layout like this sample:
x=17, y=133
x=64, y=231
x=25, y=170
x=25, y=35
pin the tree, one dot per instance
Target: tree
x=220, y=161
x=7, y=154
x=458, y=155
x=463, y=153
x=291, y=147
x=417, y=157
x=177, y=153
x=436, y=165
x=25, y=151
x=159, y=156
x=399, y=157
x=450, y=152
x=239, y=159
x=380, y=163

══════════

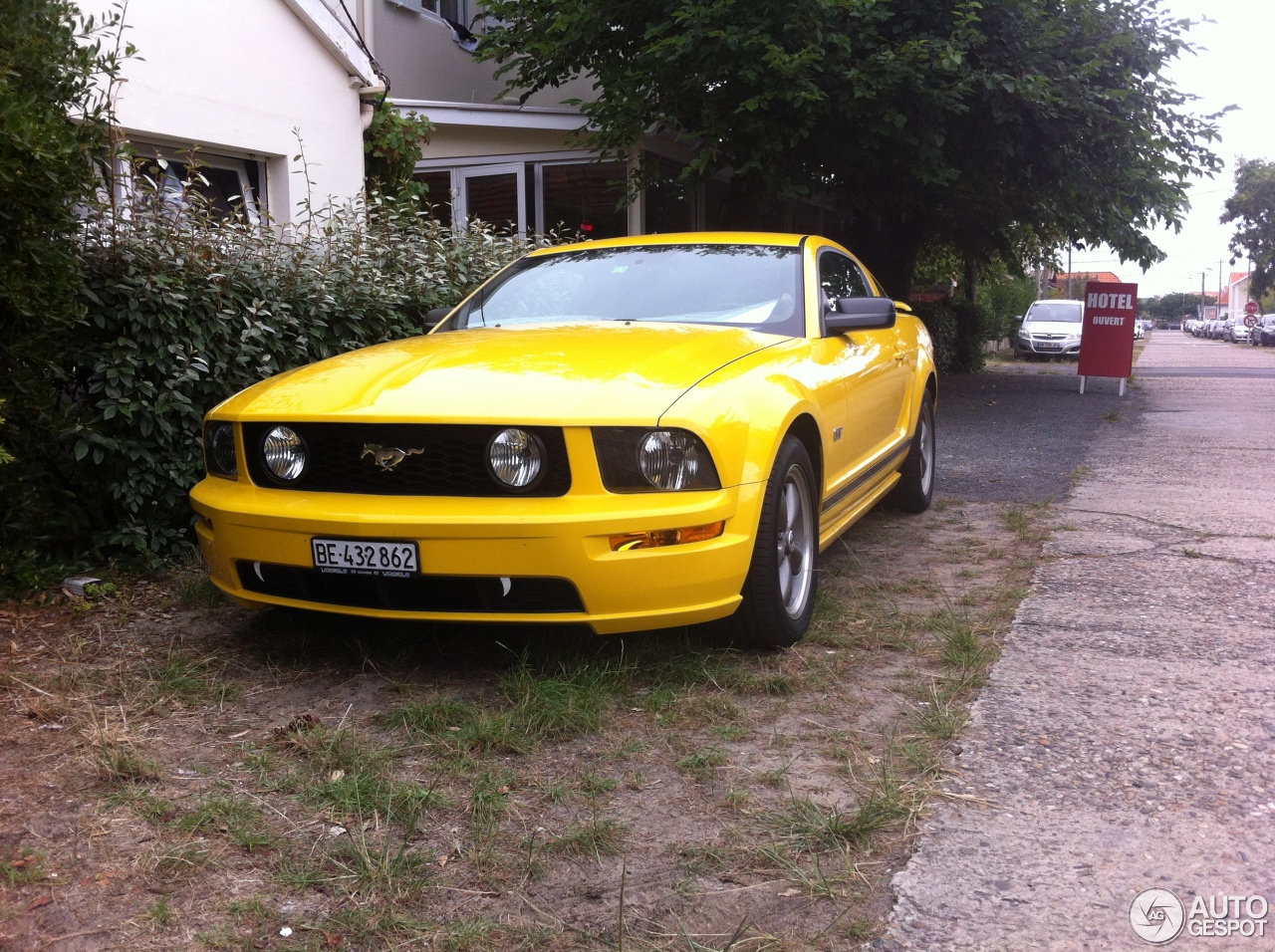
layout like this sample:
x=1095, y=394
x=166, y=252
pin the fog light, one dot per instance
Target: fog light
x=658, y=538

══════════

## WORK ORDER
Go over the listing above and say how many lines contain the word "instance". Please give the number only.

## TASK OUTPUT
2